- **Texte source**:
____

On pourrait. Mais on ne le fera pas.

Les énormes quantités de données personnelles, les Big Data, sont devenues le carburant d’une industrie florissante, pourvoyeuse d’emplois et d’applications extraordinaires dans tous les champs de l’économie. Les sciences dures comme les sciences sociales sont en train de mettre au point des applications des Big Data dans tous les domaines. Génétique, astronomie, gestion des routes et des hôpitaux, enseignement, police, fonctionnent déjà grâce à l’exploitation de montagnes de données . Et ce n’est que le début. Il a été estimé que 90% des données jamais générées dans le monde ont été créées au cours des deux dernières années.

« Data is the new oil » (Les données sont un nouveau pétrole) déclarait en 2006 Clive Humby, mathématicien et créateur de la Clubcard de Tesco. Cette célèbre carte de fidélité a permis à ce géant anglais de la grande distribution, de récolter 40 téraoctets de données sur les habitudes de consommation de ces clients. Données revendues en partie à des entreprises comme Procter & Gamble, Orange ou Coca-Cola. Quand il fait référence au pétrole, Clive Humby sait de quoi il parle : pour exploiter les données récoltées par son invention il a créé une entreprise "d’extraction de données" qui l’a fait devenir multimillionnaire en 15 ans.

____

Éléments stockés:

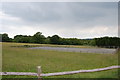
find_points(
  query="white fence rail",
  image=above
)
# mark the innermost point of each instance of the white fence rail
(58, 73)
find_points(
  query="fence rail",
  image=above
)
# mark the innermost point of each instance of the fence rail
(58, 73)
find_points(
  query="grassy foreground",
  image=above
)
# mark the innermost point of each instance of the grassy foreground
(21, 59)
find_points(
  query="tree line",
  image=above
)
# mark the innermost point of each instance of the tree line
(55, 39)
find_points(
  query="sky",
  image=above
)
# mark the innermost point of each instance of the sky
(66, 19)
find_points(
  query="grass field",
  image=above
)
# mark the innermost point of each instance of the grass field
(21, 59)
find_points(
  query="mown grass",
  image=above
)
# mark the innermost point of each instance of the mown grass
(17, 59)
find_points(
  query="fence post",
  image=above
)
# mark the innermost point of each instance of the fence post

____

- **Consignes**:
(1) Réécrivez le passage du texte sur les Big Data commençant par « On pourrait. Mais » et se terminant par « deux dernières années. », en remplaçant « carburant » par « combustible ».
(2) Pour chacune des affirmations suivantes, indiquez par oui ou non si elle concorde avec le texte sur les Big Data, puis citez les mots du texte qui permettent de trancher.
(a) Clive Humby a déclaré « Data is the new oil » en 2006.
(b) Clive Humby est devenu multimillionnaire en 5 ans.
(c) Selon le texte, 50 % des données jamais générées dans le monde ont été créées au cours des deux dernières années.
(3) Répondez aux questions suivantes à partir du texte sur les Big Data.
(a) Quels domaines fonctionnent déjà grâce à l’exploitation de montagnes de données ?
(b) Combien de téraoctets de données la Clubcard a-t-elle permis de récolter ?
(c) Quel type d’entreprise Clive Humby a-t-il créé pour exploiter les données récoltées par son invention ?

- **Réponses attendues**:
(1)
On pourrait. Mais on ne le fera pas.

Les énormes quantités de données personnelles, les Big Data, sont devenues le combustible d’une industrie florissante, pourvoyeuse d’emplois et d’applications extraordinaires dans tous les champs de l’économie. Les sciences dures comme les sciences sociales sont en train de mettre au point des applications des Big Data dans tous les domaines. Génétique, astronomie, gestion des routes et des hôpitaux, enseignement, police, fonctionnent déjà grâce à l’exploitation de montagnes de données . Et ce n’est que le début. Il a été estimé que 90% des données jamais générées dans le monde ont été créées au cours des deux dernières années.

(2)
(a) Oui : « « Data is the new oil » (Les données sont un nouveau pétrole) déclarait en 2006 Clive Humby »
(b) Non : « qui l’a fait devenir multimillionnaire en 15 ans »
(c) Non : « Il a été estimé que 90% des données jamais générées dans le monde ont été créées au cours des deux dernières années »

(3)
(a) La génétique, l’astronomie, la gestion des routes et des hôpitaux, l’enseignement et la police.
(b) 40 téraoctets.
(c) Une entreprise « d’extraction de données ».